*** Opening Selected excerpt ***

A baseline recording was performed for 3 days with mice fed ad libitum and exposed to T_a of 30°C (Fig. 1). Mice were then fasted for 24 h starting from ZT10, with free access to water and exposed to a T_a of 23°C, which was maintained constant for the rest of the experimental protocol. Then, mice underwent a caloric restriction protocol, with 2 g of diet administered at ZT10. This amount represents ~70% of normal intake for male mice at this T_a in our laboratory. Mice were calorically restricted until a bout of torpor was achieved between 2 and 7 days of caloric restriction. Mice were then refed ad libitum for 4 days. The experimental schedule of fasting, caloric restriction, and refeeding was repeated twice for each mouse to increase the recording database for analysis. During recordings, all interactions with the mice, consisting of food administration/removal, bedding change, and GLC calibration, were performed in the last 2 h of the light period (i.e., from ZT10 to ZT12). The GLC, T_b, and ACT signals were acquired (Dataquest ART; DSI, St. Paul, MN) typically every 10 s, with occasional sampling every 20 s if required when data acquisition was crowded with several data streams. The ACT signal was based on the change in telemeter signal strength as the mouse moved about in its cage.

Data analysis.

Data analysis was performed with Matlab (Mathworks, Natick, MA). The values of GLC, T_b, and ACT were averaged over consecutive 5-min periods, and then, for analyses of day-night rhythm, further averaged over 2-h periods. ACT is expressed in arbitrary units (AU) normalized per minute of recording. The last 2 h of the light period of each recording day (i.e., from ZT10 to ZT12) were excluded from the analysis to avoid interference due to experimenter interaction with the mice.

To compare directly the day-night fluctuations in GLC with those in T_b during ad libitum feeding, a z-score value was calculated for each of the two variables on 2-h bins. In particular, the difference between each 2-h bin value and the average of the eleven 2-h bin values (the 2-h bin from ZT10 to ZT12 was excluded from analysis, see above) was divided by the standard deviation of the eleven 2-h bin values.

*** Closing Selected excerpt ***
*** Opening Extracted material ***

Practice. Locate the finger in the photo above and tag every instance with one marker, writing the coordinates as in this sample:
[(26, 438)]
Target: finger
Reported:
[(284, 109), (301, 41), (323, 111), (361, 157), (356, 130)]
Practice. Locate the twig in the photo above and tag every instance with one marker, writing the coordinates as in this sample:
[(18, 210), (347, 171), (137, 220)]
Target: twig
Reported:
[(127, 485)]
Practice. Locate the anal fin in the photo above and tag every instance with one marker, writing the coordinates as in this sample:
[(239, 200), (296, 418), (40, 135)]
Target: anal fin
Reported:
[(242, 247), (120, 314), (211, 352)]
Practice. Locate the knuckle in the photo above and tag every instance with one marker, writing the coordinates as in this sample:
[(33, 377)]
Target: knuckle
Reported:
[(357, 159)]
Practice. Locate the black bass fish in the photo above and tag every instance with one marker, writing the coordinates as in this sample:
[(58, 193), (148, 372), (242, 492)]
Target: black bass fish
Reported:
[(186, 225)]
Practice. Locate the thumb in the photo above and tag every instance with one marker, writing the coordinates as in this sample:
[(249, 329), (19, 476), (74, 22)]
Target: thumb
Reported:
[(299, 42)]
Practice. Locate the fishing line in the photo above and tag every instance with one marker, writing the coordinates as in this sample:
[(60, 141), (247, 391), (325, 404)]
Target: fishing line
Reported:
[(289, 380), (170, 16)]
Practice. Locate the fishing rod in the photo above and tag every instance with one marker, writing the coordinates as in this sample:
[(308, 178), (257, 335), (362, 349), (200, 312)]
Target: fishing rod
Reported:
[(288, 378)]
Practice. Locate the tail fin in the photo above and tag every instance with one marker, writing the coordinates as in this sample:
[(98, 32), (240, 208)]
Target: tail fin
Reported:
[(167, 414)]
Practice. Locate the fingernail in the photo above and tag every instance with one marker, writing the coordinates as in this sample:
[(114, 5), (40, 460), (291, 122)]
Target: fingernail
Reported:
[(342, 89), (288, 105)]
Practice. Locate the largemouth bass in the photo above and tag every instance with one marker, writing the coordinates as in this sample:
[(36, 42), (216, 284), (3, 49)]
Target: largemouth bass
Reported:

*** Closing Extracted material ***

■ **Check your understanding**:
1. Check each statement against the methods excerpt above and answer yes or no, quoting the words of the excerpt that decide it. (a) Mice had free access to water while fasted. (b) Data analysis was done with SPSS. (c) The refeeding period lasted 7 days.
2. According to the methods excerpt above, how much diet did each mouse receive during caloric restriction, and at what time?

■ **Answers in order**:
1.
(a) Yes: "Mice were then fasted for 24 h starting from ZT10, with free access to water"
(b) No: "Data analysis was performed with Matlab (Mathworks, Natick, MA)."
(c) No: "Mice were then refed ad libitum for 4 days."

2. 2 g of diet, given at ZT10.